TAREFAS A FAZER >>
1. Diga se cada afirmação concorda com o trecho sobre a violência, respondendo sim ou não e citando literalmente as palavras do trecho que decidem a resposta. (a) A violência é apresentada como um fenômeno exclusivo do Grande Rio. (b) A citação inicial inclui a impunidade entre os três grandes males da sociedade brasileira. (c) A população evita sair somente à noite.
2. Traduza para o inglês esta frase do trecho sobre a violência: "Embora a violência seja um fenômeno mundial, multivariado e dependente de causas diversas, não se há de negar seu acirramento no ambiente social do Grande Rio, podendo-se incluir alguns conglomerados urbanos do interior do RJ igualmente assolados por essa inegável calamidade social."
3. Liste todos os grandes males de que, segundo a citação que abre o trecho sobre a violência, a sociedade brasileira tem sido vítima.

“A sociedade brasileira de forma consciente ou inconsciente tem sido vítima ao longo da história de três grandes males: o furor arrecadatório, o delírio regulatório e a impunidade.” (Thomas Tosta de Sá – O Globo/Opinião – 18 de junho de 2011)
Embora a violência seja um fenômeno mundial, multivariado e dependente de causas diversas, não se há de negar seu acirramento no ambiente social do Grande Rio, podendo-se incluir alguns conglomerados urbanos do interior do RJ igualmente assolados por essa inegável calamidade social.
É tão grave a violência, não apenas a decorrente da criminalidade, mas também dos conflitos absurdamente banalizados, como a guerra entre torcidas organizadas, que a população a mais e mais se tranca a sete chaves em residências gradeadas e condomínios fechados, evitando sair à noite e até mesmo durante o dia.

[Registros de origem]
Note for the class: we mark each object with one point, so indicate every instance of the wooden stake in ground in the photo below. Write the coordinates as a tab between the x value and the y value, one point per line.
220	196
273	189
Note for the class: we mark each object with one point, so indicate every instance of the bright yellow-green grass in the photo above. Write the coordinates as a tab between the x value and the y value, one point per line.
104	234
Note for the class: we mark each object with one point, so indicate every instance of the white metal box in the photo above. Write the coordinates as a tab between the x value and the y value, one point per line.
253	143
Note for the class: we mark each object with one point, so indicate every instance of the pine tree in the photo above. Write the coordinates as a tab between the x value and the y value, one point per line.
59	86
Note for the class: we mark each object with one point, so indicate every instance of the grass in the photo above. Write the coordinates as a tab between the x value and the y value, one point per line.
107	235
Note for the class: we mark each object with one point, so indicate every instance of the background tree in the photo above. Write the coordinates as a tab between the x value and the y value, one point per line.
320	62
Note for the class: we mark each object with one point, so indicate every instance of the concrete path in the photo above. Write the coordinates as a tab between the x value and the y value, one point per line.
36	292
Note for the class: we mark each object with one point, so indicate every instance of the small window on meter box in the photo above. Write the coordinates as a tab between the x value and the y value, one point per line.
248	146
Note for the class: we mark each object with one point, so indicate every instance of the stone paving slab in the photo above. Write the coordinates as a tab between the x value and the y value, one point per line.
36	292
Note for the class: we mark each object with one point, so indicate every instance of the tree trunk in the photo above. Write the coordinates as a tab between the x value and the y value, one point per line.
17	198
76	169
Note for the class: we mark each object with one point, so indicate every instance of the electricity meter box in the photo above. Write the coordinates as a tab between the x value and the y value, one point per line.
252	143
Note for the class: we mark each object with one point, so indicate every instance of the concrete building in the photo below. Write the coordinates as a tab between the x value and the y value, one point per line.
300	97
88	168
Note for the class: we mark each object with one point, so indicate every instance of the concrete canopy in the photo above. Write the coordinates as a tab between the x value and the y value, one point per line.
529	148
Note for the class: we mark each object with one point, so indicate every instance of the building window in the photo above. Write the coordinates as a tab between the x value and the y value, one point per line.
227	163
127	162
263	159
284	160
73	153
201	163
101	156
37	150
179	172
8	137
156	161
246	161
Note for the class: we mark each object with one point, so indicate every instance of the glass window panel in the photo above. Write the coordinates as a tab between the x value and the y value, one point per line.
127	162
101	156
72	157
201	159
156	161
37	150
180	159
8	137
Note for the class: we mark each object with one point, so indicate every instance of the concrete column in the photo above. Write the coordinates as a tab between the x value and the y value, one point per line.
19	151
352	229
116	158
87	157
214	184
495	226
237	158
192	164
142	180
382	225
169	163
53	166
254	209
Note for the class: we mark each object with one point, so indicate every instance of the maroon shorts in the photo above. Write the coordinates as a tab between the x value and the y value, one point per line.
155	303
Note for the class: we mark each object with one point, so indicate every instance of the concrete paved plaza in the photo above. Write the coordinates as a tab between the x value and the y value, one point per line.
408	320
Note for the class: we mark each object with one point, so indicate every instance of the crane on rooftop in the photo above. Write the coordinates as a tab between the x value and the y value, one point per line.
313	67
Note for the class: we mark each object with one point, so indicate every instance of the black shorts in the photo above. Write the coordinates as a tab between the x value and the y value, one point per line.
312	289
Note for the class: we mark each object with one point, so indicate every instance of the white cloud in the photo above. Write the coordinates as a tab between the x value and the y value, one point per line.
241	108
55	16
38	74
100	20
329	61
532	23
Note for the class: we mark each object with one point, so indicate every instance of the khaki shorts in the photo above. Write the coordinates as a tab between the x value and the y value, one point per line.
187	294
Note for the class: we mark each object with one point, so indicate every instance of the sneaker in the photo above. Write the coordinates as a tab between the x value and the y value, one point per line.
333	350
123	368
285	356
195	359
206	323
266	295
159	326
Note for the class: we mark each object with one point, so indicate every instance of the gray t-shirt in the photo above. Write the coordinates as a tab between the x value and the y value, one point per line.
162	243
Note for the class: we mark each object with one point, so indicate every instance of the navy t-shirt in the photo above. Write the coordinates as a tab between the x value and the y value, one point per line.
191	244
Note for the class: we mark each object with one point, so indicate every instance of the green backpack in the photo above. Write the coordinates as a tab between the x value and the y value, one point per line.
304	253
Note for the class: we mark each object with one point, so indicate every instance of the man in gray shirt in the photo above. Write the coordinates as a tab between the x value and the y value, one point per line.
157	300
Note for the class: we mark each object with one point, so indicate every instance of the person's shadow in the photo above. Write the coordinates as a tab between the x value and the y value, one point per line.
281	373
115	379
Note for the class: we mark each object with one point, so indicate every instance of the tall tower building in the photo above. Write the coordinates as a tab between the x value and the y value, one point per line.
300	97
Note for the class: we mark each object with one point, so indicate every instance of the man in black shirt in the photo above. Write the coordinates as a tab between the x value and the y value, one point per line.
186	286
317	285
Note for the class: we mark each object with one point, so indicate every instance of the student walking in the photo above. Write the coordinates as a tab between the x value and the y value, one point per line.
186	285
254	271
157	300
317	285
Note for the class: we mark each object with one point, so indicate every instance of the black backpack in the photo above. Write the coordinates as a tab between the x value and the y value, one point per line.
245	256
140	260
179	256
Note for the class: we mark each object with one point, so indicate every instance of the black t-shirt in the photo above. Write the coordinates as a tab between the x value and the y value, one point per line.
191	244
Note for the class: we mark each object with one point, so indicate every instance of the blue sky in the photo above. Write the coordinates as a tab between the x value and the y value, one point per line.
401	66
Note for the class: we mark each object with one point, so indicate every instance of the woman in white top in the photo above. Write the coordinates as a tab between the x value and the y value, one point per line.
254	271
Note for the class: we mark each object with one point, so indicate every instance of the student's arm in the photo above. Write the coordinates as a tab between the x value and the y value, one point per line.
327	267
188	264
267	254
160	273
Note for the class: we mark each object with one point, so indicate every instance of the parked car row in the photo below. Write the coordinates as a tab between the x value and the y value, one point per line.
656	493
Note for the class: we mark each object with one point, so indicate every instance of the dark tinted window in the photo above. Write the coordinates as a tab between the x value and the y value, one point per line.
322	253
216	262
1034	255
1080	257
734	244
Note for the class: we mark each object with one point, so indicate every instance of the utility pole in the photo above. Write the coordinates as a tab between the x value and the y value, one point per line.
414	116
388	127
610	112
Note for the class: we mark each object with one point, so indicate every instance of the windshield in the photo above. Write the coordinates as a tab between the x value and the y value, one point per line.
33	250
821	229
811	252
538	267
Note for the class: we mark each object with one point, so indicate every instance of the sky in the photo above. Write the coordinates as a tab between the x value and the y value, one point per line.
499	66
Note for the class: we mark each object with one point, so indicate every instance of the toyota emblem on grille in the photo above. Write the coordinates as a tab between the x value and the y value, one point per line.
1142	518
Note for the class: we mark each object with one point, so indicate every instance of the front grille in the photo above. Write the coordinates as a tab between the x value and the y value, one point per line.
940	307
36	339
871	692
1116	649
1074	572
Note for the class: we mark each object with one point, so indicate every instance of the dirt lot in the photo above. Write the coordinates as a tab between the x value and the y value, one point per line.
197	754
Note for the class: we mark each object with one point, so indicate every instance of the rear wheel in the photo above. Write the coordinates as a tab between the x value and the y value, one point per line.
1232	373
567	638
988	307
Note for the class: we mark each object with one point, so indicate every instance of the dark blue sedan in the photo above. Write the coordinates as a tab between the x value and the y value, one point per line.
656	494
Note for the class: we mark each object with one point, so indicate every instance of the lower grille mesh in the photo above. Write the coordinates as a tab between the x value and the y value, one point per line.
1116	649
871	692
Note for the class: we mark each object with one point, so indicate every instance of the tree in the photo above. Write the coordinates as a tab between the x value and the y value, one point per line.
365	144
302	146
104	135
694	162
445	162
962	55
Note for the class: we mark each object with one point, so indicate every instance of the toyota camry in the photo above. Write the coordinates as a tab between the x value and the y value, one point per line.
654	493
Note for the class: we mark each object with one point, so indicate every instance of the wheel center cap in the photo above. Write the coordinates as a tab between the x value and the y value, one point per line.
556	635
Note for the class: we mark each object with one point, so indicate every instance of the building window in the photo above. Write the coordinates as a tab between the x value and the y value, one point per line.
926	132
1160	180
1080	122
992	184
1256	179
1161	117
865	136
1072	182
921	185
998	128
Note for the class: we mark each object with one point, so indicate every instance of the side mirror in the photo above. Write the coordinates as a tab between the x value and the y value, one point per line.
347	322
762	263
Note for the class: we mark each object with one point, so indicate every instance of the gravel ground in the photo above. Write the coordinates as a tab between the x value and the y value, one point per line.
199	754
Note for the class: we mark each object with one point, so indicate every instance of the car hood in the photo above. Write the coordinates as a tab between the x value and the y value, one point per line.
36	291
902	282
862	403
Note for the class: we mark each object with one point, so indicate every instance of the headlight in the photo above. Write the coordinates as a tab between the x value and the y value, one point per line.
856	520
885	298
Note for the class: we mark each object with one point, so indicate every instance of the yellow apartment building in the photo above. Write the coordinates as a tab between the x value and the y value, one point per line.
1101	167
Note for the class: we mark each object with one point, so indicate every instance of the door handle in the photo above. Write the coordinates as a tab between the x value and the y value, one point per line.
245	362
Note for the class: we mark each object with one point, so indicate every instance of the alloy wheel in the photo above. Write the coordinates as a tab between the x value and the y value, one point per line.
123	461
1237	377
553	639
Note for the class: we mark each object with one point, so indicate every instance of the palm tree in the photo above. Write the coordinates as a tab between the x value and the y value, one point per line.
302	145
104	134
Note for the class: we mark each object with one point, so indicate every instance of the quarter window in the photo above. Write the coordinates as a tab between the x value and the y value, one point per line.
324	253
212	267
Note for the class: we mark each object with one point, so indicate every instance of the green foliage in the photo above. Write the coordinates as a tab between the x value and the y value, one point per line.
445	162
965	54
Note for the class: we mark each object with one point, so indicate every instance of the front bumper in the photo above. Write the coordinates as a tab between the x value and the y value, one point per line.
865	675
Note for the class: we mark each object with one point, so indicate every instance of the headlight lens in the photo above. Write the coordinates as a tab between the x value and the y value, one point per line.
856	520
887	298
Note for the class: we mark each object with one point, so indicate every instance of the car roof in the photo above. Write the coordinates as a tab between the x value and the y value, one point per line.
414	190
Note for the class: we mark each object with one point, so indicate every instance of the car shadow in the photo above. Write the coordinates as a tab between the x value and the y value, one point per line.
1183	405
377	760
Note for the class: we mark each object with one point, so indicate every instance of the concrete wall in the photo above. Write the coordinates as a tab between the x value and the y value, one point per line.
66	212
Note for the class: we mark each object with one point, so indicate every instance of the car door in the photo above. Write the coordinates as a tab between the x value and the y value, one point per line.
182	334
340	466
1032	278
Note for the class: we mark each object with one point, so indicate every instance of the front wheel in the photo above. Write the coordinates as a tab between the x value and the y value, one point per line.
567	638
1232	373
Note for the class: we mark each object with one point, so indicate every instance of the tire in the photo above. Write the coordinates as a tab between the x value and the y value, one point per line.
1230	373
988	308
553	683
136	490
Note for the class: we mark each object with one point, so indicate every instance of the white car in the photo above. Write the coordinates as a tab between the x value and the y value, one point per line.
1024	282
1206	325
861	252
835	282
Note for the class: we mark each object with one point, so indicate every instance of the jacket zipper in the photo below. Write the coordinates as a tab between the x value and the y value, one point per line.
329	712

RESPOSTAS POR TAREFA >>
1.
(a) Não: "a violência seja um fenômeno mundial".
(b) Sim: "o furor arrecadatório, o delírio regulatório e a impunidade".
(c) Não: "evitando sair à noite e até mesmo durante o dia".

2. Although violence is a worldwide, multifaceted phenomenon that depends on diverse causes, its intensification in the social environment of Greater Rio cannot be denied, and some urban conglomerations in the interior of RJ, equally devastated by this undeniable social calamity, may also be included.

3.
o furor arrecadatório
o delírio regulatório
a impunidade